*The data*.
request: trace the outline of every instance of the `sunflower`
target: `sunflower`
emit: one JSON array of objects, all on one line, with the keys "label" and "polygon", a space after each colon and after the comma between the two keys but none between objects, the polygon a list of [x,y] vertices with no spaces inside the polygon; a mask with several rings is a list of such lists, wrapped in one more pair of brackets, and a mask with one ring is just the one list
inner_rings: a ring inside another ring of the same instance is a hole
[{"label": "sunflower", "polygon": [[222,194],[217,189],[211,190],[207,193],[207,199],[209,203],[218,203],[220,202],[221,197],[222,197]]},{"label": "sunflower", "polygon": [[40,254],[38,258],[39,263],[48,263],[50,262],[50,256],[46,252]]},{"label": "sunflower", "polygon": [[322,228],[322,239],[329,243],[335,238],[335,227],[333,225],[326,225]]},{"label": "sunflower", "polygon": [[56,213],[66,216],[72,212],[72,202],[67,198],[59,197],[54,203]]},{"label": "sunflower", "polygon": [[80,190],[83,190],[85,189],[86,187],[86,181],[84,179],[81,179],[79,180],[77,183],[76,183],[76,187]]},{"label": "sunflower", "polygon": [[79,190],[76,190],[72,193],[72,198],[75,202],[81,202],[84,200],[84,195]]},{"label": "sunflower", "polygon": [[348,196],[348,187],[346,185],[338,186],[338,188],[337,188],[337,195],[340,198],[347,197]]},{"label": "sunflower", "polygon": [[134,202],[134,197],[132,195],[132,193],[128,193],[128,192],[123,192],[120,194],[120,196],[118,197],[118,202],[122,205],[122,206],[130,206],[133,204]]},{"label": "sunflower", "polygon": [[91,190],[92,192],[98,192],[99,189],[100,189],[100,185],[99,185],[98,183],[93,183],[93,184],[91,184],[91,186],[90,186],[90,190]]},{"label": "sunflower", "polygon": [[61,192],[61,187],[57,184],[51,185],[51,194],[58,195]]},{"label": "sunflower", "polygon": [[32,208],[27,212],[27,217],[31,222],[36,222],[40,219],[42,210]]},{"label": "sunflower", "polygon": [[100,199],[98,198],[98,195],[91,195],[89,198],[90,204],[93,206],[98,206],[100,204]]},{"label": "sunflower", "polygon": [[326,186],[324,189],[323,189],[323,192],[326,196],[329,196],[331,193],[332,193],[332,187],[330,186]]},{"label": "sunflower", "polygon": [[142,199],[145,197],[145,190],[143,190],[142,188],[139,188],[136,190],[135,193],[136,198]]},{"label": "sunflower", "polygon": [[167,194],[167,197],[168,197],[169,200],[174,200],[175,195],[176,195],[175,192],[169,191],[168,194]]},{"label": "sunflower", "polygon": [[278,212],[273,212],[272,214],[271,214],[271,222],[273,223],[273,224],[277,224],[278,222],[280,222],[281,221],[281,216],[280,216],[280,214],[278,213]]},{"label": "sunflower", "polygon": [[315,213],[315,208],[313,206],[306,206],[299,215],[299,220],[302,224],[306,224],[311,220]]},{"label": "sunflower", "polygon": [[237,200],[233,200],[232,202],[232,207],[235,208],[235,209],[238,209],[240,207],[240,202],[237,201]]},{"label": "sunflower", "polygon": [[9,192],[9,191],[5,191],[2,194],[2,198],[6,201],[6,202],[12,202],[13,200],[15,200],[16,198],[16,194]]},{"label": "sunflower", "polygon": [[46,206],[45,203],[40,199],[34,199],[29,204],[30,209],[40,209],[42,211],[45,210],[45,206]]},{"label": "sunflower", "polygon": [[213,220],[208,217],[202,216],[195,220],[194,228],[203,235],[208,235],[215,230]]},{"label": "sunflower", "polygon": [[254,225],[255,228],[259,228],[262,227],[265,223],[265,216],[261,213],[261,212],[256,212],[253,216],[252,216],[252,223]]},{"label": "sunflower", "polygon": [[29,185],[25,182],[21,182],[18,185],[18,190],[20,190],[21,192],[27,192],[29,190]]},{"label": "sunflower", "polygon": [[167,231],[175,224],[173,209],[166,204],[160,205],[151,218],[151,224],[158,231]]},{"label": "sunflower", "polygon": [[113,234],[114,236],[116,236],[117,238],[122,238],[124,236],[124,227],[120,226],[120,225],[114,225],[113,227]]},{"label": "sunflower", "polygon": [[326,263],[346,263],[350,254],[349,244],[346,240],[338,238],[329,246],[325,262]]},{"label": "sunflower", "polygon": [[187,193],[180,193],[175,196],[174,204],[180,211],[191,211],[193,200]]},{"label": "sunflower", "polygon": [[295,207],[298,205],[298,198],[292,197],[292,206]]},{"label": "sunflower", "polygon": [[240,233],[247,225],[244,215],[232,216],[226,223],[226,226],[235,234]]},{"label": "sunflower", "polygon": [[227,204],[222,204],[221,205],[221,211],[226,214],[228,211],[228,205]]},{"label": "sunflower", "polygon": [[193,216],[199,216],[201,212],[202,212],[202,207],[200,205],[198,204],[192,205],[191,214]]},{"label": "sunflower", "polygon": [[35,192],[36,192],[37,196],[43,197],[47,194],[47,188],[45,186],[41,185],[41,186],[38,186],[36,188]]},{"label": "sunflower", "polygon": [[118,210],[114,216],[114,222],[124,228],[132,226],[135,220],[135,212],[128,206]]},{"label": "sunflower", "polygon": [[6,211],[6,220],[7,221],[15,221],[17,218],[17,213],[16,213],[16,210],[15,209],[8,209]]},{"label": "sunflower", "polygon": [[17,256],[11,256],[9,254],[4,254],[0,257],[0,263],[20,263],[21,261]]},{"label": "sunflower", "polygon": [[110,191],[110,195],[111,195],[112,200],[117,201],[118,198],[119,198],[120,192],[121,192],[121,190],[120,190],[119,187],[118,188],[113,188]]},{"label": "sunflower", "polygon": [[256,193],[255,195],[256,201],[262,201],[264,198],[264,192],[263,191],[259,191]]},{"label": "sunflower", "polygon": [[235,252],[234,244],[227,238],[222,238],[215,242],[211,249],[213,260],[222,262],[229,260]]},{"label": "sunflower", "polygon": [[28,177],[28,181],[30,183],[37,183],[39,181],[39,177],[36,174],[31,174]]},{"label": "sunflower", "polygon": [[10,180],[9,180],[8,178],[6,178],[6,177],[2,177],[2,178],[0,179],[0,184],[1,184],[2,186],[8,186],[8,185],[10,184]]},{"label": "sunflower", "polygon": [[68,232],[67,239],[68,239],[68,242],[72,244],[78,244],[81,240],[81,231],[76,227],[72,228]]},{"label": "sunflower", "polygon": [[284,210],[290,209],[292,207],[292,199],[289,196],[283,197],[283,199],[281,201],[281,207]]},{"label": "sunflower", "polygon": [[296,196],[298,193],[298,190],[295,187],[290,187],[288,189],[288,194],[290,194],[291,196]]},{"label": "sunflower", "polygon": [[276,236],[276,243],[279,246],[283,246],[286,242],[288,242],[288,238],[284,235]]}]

*The problem*. Every line of the data that holds "ring" should be counted, and only the total given.

*Expected output*. 2